[What to work on] Render all of the items below as one numbered list with one line per entry, and drop any blank lines.

[Dataset records]

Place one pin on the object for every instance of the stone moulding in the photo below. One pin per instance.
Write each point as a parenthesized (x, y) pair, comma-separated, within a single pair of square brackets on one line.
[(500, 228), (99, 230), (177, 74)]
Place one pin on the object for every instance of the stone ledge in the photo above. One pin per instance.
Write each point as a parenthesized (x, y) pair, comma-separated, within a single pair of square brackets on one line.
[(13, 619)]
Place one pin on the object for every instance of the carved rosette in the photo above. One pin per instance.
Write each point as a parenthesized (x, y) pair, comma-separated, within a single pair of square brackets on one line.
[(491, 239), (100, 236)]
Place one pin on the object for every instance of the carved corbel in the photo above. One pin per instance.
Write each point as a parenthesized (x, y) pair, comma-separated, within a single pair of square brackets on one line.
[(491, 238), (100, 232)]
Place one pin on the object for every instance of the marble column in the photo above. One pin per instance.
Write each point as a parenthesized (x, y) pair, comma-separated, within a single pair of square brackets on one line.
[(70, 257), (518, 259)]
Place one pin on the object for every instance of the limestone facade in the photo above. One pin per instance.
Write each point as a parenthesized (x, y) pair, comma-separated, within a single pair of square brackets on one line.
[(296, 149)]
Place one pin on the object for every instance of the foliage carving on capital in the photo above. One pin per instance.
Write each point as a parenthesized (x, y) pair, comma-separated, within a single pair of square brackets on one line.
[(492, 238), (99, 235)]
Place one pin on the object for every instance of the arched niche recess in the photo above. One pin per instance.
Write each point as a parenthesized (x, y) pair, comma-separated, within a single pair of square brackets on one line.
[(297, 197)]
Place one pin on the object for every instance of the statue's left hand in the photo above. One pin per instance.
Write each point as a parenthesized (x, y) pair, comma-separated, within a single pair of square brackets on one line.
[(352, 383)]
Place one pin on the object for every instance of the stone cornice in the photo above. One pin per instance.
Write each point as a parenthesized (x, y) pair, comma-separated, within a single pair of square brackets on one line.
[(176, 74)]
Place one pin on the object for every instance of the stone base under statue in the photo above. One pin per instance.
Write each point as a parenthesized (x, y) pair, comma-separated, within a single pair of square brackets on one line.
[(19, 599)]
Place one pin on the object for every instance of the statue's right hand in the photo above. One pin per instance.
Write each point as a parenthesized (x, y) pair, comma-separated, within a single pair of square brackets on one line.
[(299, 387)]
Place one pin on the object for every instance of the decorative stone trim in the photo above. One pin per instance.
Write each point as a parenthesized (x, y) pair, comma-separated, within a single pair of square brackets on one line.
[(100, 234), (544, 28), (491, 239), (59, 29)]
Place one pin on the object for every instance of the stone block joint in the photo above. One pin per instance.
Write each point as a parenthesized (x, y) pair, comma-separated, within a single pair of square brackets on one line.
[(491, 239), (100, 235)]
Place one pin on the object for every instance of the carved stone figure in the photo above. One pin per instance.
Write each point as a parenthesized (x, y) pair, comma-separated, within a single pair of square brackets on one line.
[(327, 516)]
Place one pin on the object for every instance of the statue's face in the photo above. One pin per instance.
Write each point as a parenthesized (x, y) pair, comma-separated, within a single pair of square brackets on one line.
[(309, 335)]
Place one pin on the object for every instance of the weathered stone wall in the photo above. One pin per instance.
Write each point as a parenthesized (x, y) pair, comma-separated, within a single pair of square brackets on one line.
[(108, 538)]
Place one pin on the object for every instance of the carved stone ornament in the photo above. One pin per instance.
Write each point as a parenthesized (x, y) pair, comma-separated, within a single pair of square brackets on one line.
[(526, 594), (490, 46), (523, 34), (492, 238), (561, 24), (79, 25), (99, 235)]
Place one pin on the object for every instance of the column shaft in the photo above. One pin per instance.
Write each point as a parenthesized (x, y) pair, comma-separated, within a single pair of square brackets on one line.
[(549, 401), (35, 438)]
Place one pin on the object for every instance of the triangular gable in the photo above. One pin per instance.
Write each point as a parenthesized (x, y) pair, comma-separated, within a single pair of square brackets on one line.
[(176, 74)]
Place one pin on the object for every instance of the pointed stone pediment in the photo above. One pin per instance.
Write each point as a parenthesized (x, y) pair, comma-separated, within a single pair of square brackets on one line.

[Solution for this exercise]
1. Place one pin on the object for every instance of the stone moulding in the photo below. One pin per instance.
2. Write each point as a parenthesized (x, y) pair, comma-separated, within a single pair of square brackets on one line.
3. [(500, 228), (99, 230), (177, 74)]
4. Place one pin on the object for every instance of the stone ledge in the photo above. One pin per instance.
5. Write each point as a parenthesized (x, y) pair, comma-separated, within a single pair of square brackets on one line.
6. [(13, 619)]
7. Place one pin on the object for every instance of the carved rosette in the photo above. One pin per instance.
8. Write each point as a parenthesized (x, y) pair, comma-separated, within a single pair of square brackets on one line.
9. [(491, 239), (100, 236)]
10. Place one pin on the object for every instance of the carved corbel in the photo above. One pin per instance.
11. Write each point as a parenthesized (x, y) pair, comma-separated, within a single pair of square brackets on one line.
12. [(491, 238), (100, 232)]
13. Place one pin on the object for every instance of the marble column in the photo above. One pin per instance.
14. Write each point as a parenthesized (x, y) pair, comma-separated, within a single pair of square brackets on one line.
15. [(70, 257), (518, 259)]
16. Place one pin on the object for every instance of the limestone facade in the photo above. One pin per instance.
17. Write each point as a parenthesized (x, y) pair, comma-separated, within a single pair of square brackets on one line.
18. [(296, 149)]
19. Place one pin on the object for every instance of the foliage carving on capital in the photo above. One pin per instance.
20. Write each point as a parenthesized (x, y) pair, comma-separated, within a single pair of square brackets on one line.
21. [(492, 238), (99, 235)]
22. Place one pin on the object for every instance of the arched niche recess in the photo above. One pin per instance.
23. Write each point as a parenthesized (x, y) pair, comma-separated, within a single pair of square brackets on one line.
24. [(297, 197)]
25. Place one pin on the object for every instance of the statue's left hand in the photo above. One pin per instance.
26. Write each point as a parenthesized (x, y) pair, comma-separated, within a single pair of square brackets on one line.
27. [(352, 383)]
28. Place one pin on the object for every instance of the stone cornice in the photo above. One pin per instance.
29. Write each point as a parenthesized (x, y) pair, comma-separated, within a single pair of square brackets on one line.
30. [(176, 74)]
31. Place one pin on the object for every instance of the stone base under statue in the photo above. One pin per instance.
32. Write each point as a parenthesized (x, y) pair, comma-separated, within a single pair of square brackets on one line.
33. [(19, 599)]
34. Place one pin on the object for every instance of the statue's right hand in the photo above. One pin per instance.
35. Write each point as a parenthesized (x, y) pair, comma-separated, within a single pair of square brackets on one line.
36. [(299, 387)]
37. Place one pin on the object for every instance of the decorative stone trim in the photo above. One pin per instance.
38. Write each point as a parenthesized (x, y) pair, comma-separated, within a single pair of square brackets on one line.
39. [(100, 234), (544, 28), (491, 239), (59, 29)]
40. Place one pin on the object for every instance of the stone block joint in the photo above. One pin per instance.
41. Write each point as a parenthesized (x, y) pair, comma-separated, within a single pair of square brackets on one line.
42. [(491, 239), (100, 235)]
43. Place one pin on the object for every instance of the carved stone figure in the photo above. One pin per instance.
44. Write each point as a parenthesized (x, y) pair, comma-separated, within a single pair of square brackets on one line.
45. [(327, 516)]
46. Place one pin on the object for every instance of the statue's face in the photo above. One pin per instance.
47. Write each point as a parenthesized (x, y) pair, comma-separated, within a single pair of square brackets on one line.
48. [(309, 335)]
49. Place one pin on the object for every instance of the weathered stone wall in the photo above. One pin per instance.
50. Write each point as a parenthesized (x, y) pair, comma-separated, within a single pair of square brackets on one line.
51. [(108, 538)]
52. Place one pin on the object for every instance of the carved stone ornament in the photo above. One pin per instance.
53. Write each point as a parenthesized (x, y) pair, comma-separated, within a single pair of square brackets on one line.
54. [(526, 594), (490, 46), (523, 34), (492, 238), (561, 24), (79, 25), (99, 235)]
55. Place one pin on the object for every instance of the column shaft in the photo above. One pin per instance.
56. Write each point as a parenthesized (x, y) pair, comma-separated, within a single pair of square brackets on one line.
57. [(549, 401), (35, 438)]
58. Place one pin on the object for every instance of the triangular gable in the photo above. One pin per instance.
59. Write each point as a parenthesized (x, y) pair, comma-separated, within a single pair of square brackets on one line.
60. [(176, 74)]
61. Place one pin on the object for every instance of the pointed stone pediment in the photo above. One pin per instance.
62. Write each point as a parenthesized (x, y) pair, comma-separated, within a single pair of square brackets on one line.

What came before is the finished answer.